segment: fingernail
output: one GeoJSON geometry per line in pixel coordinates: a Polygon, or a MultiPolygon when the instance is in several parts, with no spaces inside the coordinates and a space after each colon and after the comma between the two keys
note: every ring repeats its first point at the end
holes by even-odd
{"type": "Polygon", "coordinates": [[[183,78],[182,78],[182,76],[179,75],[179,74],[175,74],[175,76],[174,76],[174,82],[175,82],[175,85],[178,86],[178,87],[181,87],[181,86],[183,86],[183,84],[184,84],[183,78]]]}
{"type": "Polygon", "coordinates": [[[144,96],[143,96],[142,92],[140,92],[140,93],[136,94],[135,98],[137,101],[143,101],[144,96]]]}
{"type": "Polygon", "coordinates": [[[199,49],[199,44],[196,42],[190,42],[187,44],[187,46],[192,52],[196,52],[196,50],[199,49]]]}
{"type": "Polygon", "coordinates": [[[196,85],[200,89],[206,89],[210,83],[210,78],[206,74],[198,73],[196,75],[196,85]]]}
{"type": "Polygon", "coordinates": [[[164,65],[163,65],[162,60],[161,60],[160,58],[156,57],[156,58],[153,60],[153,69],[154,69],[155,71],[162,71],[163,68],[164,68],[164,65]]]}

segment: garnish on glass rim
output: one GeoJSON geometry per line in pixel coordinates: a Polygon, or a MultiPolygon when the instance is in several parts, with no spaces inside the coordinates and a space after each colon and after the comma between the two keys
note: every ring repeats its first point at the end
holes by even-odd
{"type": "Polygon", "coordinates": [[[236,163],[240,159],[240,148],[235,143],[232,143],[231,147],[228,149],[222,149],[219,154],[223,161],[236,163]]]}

REQUIREMENT: With nothing left out, print the data above exactly.

RESULT OF THIS TASK:
segment: fingernail
output: one GeoJSON geometry per line in pixel coordinates: a Polygon, or a MultiPolygon when the instance is in several parts, with no spaces inside the coordinates and a space after each colon and after the comma between the two keys
note: every ring repeats its first point at the end
holes by even-odd
{"type": "Polygon", "coordinates": [[[183,78],[182,78],[182,76],[179,75],[179,74],[175,74],[175,76],[174,76],[174,82],[175,82],[175,85],[178,86],[178,87],[181,87],[181,86],[183,86],[183,84],[184,84],[183,78]]]}
{"type": "Polygon", "coordinates": [[[144,96],[143,96],[142,92],[140,92],[140,93],[136,94],[135,98],[137,101],[143,101],[144,96]]]}
{"type": "Polygon", "coordinates": [[[199,49],[199,44],[196,42],[190,42],[187,44],[187,46],[192,52],[196,52],[196,50],[199,49]]]}
{"type": "Polygon", "coordinates": [[[196,85],[200,89],[206,89],[210,83],[210,78],[206,74],[198,73],[196,75],[196,85]]]}
{"type": "Polygon", "coordinates": [[[164,65],[163,65],[162,60],[161,60],[160,58],[156,57],[156,58],[153,60],[153,69],[154,69],[155,71],[162,71],[163,68],[164,68],[164,65]]]}

segment: garnish on glass rim
output: one GeoJSON geometry per line in pixel coordinates: a Polygon, or a MultiPolygon when the instance is in several parts, with no spaces inside the coordinates and a space after each colon and after the comma between the two keys
note: every ring repeats its first point at the end
holes by even-odd
{"type": "Polygon", "coordinates": [[[236,163],[240,159],[240,148],[235,143],[232,143],[231,147],[228,149],[222,149],[219,154],[223,161],[236,163]]]}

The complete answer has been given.